--- Dataset records ---

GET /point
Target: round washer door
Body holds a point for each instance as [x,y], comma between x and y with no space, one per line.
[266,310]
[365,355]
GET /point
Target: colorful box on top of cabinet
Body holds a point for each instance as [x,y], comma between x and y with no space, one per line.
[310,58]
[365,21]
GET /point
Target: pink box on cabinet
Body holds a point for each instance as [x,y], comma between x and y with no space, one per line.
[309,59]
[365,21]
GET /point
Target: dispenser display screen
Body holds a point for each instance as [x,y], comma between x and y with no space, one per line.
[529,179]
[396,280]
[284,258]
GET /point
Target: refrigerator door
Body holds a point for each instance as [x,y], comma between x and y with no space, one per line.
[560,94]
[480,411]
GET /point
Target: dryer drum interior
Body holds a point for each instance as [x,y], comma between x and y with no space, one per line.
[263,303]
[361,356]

---

# Requirement
Copy every line of the data above, unchanged except for the x and y coordinates in the answers. Multiply each of those coordinates by 0.3 and round to the nearest whole number, with halves rounding up.

# Exercise solution
GET /point
Target: round washer door
Body holds a point for each instance as [x,y], comma between x and y with no space, one per line.
[80,93]
[110,107]
GET /point
Target: colorful box on top of cabinet
Body holds a point for each instance as [x,y], comma between x and y with no space, one per line.
[93,17]
[110,6]
GET /point
Target: pink box on cabinet
Body holds a point for each instance as [x,y], comma between x and y with no space, one per line.
[93,18]
[110,6]
GET /point
Target: dispenser display screen
Body holds a point for each instance as [x,y], comma between x and y with no space, one per line.
[159,54]
[119,84]
[85,77]
GET /point
Target: refrigerator door
Body holds a point for each instance as [x,y], comma between x and y with no space, one per line.
[168,28]
[144,123]
GET /point
Target: dryer drum interior
Body holds a point for each instance as [x,y], comma between x and y with no space, one per line.
[79,91]
[108,107]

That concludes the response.